Image point grounding data
────────────────
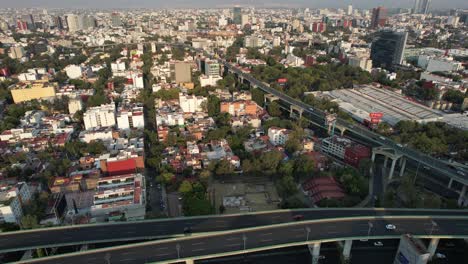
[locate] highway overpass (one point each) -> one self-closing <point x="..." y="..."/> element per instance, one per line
<point x="254" y="239"/>
<point x="454" y="174"/>
<point x="164" y="228"/>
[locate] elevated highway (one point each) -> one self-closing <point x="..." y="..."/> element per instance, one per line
<point x="171" y="227"/>
<point x="254" y="239"/>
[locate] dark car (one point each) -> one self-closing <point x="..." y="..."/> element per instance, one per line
<point x="187" y="230"/>
<point x="298" y="217"/>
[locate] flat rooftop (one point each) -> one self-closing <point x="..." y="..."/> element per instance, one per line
<point x="394" y="106"/>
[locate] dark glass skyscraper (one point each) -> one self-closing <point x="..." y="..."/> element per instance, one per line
<point x="388" y="48"/>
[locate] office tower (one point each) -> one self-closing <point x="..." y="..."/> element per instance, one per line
<point x="388" y="48"/>
<point x="379" y="17"/>
<point x="350" y="10"/>
<point x="116" y="21"/>
<point x="29" y="21"/>
<point x="421" y="6"/>
<point x="237" y="15"/>
<point x="58" y="21"/>
<point x="73" y="23"/>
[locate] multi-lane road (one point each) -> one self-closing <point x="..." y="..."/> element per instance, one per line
<point x="458" y="174"/>
<point x="74" y="235"/>
<point x="252" y="239"/>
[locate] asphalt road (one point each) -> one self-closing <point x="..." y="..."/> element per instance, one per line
<point x="316" y="114"/>
<point x="13" y="241"/>
<point x="171" y="249"/>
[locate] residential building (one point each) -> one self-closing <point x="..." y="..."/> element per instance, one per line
<point x="100" y="116"/>
<point x="212" y="68"/>
<point x="379" y="17"/>
<point x="278" y="136"/>
<point x="28" y="91"/>
<point x="421" y="6"/>
<point x="181" y="72"/>
<point x="75" y="105"/>
<point x="388" y="47"/>
<point x="237" y="15"/>
<point x="74" y="71"/>
<point x="12" y="199"/>
<point x="121" y="195"/>
<point x="191" y="103"/>
<point x="130" y="118"/>
<point x="16" y="52"/>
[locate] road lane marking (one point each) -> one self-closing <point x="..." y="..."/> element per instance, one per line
<point x="164" y="248"/>
<point x="233" y="245"/>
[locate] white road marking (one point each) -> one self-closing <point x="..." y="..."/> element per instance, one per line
────────────────
## WHAT IS NEEDED:
Each line from the one with "[locate] road lane" through the end of the entries above must be set down exactly, both end lines included, and no other line may appear.

## OUTPUT OF THE EXERCISE:
[locate] road lane marking (one point each) -> one self-closing <point x="..." y="..."/> element per instance, one per line
<point x="164" y="248"/>
<point x="233" y="245"/>
[locate] white road marking (one point each) -> one self-closing <point x="..." y="..."/> element per instance, one per line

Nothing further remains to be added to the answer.